Exercise task.
Write out each of the rows below word for word, leaving the pictures out of your answer.

Listed records.

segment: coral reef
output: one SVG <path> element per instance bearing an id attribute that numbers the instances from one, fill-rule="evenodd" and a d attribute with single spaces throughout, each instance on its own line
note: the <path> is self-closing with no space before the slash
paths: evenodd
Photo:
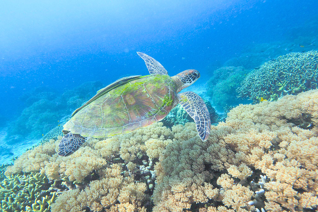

Exercise response.
segment: coral reef
output: one SVG <path> element per instance bearing an id attribute that numbers the instances from one, fill-rule="evenodd" and a d attribute with single spaces throughout, each instance on its own line
note: the <path> is self-closing with no space before the slash
paths: evenodd
Photo:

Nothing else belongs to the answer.